We store a pair of binoculars in the backseat of our car. We usually use them to look for owls, but this time we train the glass on a row of dots in the distance. They look like horses, but they’re too far off. I can’t tell. They could be cows. Still, it’s fun to stare into the panorama.
After we’re satisfied that there are no mustangs at Wild Horse Point, we climb back in the car. Instead of driving back to camp, we take a left on a road that winds through a meadow. Lynn admires the blue-green sage. I notice something, though. I see a patch of gold and white. It’s the back of a mustang. My instincts shoot my right foot to the brake pedal. The car lurches. Lynn says, “What?” so I point out through my window. Then we grab our cameras. We start to walk slowly, through the brush, toward the horse. He’s grazing in a gully. The sound of tires on gravel alerted him to our presence, so when we appear over the crest of the ridge he’s not surprised. He looks at us and then lowers his head. He nibbles at the grass. Beep. Click. Shutters open and close.
Once we’ve hiked enough to take a good look at the horse, we see that he’s not alone. He is standing in the shadow of four other mustangs—a band of bachelors—gray and black males spending the summer at the top of the mountain. They coordinate their grazing. Heads shift from side-to-side, between bunches of grass. We hedge up to the gold and white horse. We move closer. Then he takes a step to maintain his distance. Lynn and I notice, when he walks away, the others also readjust. They shift to separate themselves from him.
Lynn says, “He’s an outsider. They won’t let him join the group.”
I ask, “Do you want to loop around and try to move in closer to the bachelors?”
“No,” she answers. Then she says, “I want to stay with Ponyboy.”
He is the first mustang we named. Together, we’ve spent a long time observing and making photographs of animals. We had never named any of them. In Yellowstone, for example, grizzly bears each have a number. We used to search the Park looking for bear “399.” Numbers don’t lend themselves to narrative. It’s tough to build a meaningful story about a number. On the other hand, the name “Ponyboy” inspires our imaginations. We talk about the character by that name in the film The Outsiders, based on the book by S.E. Hinton. We wonder if the painted horse had been marginalized on account of his two-toned, gold and white coat. We ponder the question of whether horses can feel excluded. We start to build Ponyboy’s past. We begin to weave him a story. We cannot help ourselves. People are storytellers.
Other creatures engage the world by different means. Ospreys absorb the ground with their vision, for example. They interpret their habitat with their two eyes. Badgers live in dark and quiet haunts. They depend on their sense of touch—feeling their way through rocks and bones under the surface of the Earth. A grizzly bear can smell food four miles away, but we don’t work like that. During the course of human evolution our senses lost acuteness. We cannot see or smell or hear like other animals. Our senses provide our brains with a simple baseline of information. Upon that line, our minds go to work assembling words. We use words to give meaning to places and events. For example, when I look out my living room window onto my lawn, I see “dandelions.” The word defines my experience of the “weeds” in my front yard. “Dandelions” are “weeds.”

INSTRUCTION A: Summarize the passage about the mustangs in two sentences.
INSTRUCTION B: Carry the passage about the mustangs forward from its final sentence.

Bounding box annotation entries
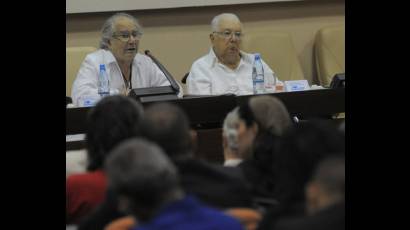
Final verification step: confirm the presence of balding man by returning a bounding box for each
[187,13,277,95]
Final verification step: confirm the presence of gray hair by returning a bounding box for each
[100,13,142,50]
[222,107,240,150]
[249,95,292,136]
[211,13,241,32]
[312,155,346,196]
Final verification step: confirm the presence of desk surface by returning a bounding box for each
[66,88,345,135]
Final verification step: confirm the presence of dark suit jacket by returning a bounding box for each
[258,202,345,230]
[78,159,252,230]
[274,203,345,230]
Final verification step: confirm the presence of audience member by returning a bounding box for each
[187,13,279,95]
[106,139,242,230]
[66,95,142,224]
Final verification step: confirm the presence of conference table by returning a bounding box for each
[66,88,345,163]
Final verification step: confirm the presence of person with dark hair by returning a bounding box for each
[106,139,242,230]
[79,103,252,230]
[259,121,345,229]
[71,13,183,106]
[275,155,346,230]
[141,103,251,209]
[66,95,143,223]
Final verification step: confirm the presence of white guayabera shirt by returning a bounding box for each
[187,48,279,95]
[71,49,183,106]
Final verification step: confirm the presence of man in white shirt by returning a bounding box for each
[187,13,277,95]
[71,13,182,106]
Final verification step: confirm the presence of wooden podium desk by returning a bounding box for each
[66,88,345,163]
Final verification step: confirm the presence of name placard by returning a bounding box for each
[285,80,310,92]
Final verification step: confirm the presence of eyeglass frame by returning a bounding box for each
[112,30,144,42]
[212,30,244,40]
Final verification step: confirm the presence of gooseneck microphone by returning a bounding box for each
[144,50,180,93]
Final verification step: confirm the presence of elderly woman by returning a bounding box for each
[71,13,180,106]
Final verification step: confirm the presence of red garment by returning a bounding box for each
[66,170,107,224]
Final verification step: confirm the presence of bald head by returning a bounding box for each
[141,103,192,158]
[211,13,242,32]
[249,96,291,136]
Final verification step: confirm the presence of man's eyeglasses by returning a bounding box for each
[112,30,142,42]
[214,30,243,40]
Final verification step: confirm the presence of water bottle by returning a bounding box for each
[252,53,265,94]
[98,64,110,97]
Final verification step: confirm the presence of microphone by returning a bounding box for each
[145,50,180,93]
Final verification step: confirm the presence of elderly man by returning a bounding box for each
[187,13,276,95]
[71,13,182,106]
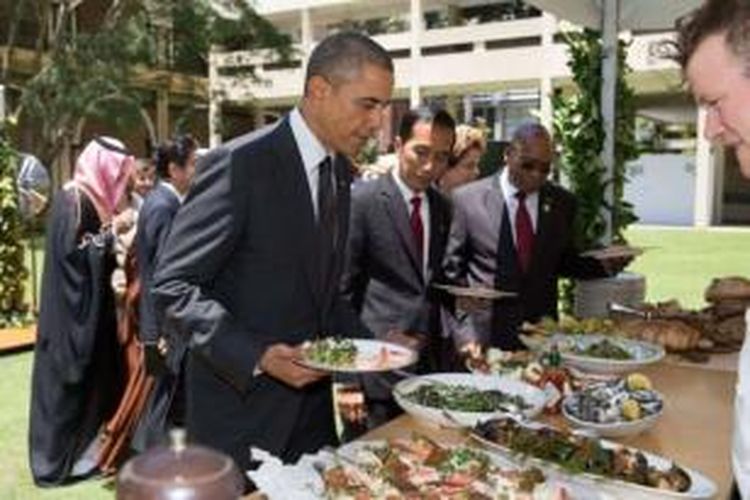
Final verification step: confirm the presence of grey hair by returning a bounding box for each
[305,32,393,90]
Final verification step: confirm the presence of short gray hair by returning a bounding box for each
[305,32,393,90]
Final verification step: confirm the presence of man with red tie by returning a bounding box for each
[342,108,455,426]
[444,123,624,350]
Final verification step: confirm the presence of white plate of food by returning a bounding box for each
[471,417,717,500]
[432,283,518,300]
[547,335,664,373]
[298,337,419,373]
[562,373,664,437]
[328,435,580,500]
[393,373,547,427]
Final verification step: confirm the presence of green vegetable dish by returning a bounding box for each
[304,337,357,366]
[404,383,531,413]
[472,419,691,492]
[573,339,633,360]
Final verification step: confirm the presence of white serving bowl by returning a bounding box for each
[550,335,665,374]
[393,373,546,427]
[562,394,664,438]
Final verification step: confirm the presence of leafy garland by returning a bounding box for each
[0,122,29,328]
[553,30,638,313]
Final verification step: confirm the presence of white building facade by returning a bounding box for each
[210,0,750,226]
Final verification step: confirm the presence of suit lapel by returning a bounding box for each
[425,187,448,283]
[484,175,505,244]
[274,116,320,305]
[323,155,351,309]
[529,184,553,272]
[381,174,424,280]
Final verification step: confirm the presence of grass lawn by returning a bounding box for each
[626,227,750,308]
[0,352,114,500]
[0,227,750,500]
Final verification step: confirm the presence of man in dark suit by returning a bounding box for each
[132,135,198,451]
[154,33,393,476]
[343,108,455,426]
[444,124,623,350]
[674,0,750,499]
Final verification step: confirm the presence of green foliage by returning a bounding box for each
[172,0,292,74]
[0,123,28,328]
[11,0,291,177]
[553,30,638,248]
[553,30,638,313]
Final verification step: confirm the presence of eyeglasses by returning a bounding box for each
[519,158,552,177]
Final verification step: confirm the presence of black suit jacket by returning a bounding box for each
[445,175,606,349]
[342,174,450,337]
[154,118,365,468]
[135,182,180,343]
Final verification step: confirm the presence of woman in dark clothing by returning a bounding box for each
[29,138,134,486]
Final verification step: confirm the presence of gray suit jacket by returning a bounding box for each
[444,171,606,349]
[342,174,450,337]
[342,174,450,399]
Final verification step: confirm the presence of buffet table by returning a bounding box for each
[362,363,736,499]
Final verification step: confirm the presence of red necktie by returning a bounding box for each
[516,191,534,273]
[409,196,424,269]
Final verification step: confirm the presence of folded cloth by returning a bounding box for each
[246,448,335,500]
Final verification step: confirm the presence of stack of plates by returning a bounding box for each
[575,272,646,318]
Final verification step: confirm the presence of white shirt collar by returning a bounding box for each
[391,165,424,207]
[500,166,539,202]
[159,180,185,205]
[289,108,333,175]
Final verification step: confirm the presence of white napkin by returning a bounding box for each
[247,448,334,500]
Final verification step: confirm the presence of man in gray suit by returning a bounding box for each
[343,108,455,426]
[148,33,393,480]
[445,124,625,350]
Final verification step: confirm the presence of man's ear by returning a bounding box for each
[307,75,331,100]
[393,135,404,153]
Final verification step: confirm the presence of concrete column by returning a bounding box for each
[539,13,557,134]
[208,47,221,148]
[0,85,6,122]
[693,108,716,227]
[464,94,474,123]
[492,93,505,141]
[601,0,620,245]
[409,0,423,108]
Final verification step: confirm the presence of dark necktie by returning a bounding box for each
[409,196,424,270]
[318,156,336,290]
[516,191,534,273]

...

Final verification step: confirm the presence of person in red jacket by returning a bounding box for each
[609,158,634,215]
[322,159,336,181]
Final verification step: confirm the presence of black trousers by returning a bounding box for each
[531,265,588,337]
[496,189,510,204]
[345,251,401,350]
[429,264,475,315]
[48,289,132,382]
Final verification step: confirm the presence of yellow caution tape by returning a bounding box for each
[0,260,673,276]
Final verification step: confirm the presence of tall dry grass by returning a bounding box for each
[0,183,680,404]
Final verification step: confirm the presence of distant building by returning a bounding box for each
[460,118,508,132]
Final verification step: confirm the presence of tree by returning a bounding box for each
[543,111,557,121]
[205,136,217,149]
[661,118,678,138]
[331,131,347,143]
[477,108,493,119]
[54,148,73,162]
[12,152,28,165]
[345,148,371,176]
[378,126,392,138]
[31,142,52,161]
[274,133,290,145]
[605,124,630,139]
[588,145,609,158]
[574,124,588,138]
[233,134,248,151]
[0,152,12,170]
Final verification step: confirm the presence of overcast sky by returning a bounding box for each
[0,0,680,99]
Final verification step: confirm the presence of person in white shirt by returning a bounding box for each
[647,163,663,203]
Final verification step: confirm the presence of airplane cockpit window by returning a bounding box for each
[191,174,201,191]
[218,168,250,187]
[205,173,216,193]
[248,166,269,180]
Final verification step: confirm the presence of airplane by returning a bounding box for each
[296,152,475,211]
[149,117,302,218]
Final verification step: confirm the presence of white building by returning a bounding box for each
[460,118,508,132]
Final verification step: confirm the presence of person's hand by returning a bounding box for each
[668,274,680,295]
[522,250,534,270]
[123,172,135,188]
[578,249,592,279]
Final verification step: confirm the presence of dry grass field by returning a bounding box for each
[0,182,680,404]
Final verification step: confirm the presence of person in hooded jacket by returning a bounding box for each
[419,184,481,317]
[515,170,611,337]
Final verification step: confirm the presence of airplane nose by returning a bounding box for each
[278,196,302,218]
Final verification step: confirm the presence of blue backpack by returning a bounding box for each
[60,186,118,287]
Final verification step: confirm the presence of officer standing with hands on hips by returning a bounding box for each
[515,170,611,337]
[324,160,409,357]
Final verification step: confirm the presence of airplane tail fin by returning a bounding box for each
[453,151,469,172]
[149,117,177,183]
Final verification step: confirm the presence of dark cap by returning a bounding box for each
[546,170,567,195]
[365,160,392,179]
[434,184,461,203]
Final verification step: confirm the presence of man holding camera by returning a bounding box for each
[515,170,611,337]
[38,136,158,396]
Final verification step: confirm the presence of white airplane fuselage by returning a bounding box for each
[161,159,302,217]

FINAL ANSWER A: After finding no mustangs at Wild Horse Point, the narrator and Lynn spot a gold and white mustang grazing in a gully and see that the four bachelor males near him shift away to keep separate from him, so Lynn calls him an outsider and names him Ponyboy. Naming him leads them to weave him a story, which the passage ties to people being storytellers who, unlike animals with sharper senses, use words to give meaning to places and events.

FINAL ANSWER B:
When you walk through the lawn “care” aisle of a hardware store you smell the herbicide. Pesticide. Mists and sprays and bags of granules. We must eradicate the weeds. If we fail, it becomes a commentary on our character. Dandelions in the yard serve as a sign—an indication of negligence. When homeowners allow dandelions onto the lawn it means that they don’t care about the value of their real estate. Worse, it could mean that they don’t care about the value of their neighbor’s property.
In some nations, when they speak of “values,” they invoke a set of principles. For some, values represent the standards that they work to live up to and embody. The Sioux value commitment to community. The Navajo value beauty in their lives and in the world. When Americans use the word “value” we rarely refer to standards or principles. More often, we use the term to refer to the cost of goods or services. Our tendency is to reduce our understanding of both our environment, and ourselves, to prices set in the market. For example, when our superiors set our annual salaries, they put a price tag on a year’s worth of our days. After work, we go home to our largest investments, or largest expenses, our homes. The story that we use to understand life is the story of economics.
It’s a potent story. When Americans made their way out of the eastern forests and onto the grasslands of the West, we found the largest mass of migrating mammals ever known: bison. We also found an array of plants and animals living in concert with the herds, a complement of flora and fauna more rich and diverse than any that we are aware of, historically. We didn’t see the western prairie as a miracle of nature, however. We saw parcels of real estate. We saw the soil as property and the grass as a means to grow commodities. Cattle, mostly. The narrative we used to explain what we found centered on finance. In our culture, we leave little room for moral and aesthetic considerations. We don’t dwell on questions of truth or rightness or beauty. Our story demands that we use “resources” to contribute to economic growth.
In the beginning, grizzly bears lived on the prairie. The marketplace does not value grizzlies. Plus, they are big and dangerous. We killed them first. Then we removed the wolves. Afterward, we turned a herd of 60 million bison into a group of 23 animals. We placed bounties on the heads of coyotes and mountain lions. We poisoned the prairie dog. When prairie dog towns disappeared, we lost the predators that depend on them: burrowing owls and black-footed ferrets. In short, we turned the wildest region on Earth—the Great Plains—into an enormous, one dimensional, mono-cultural, veal-fattening pen. We created “flyover country,” the geographical equivalent of a factory floor.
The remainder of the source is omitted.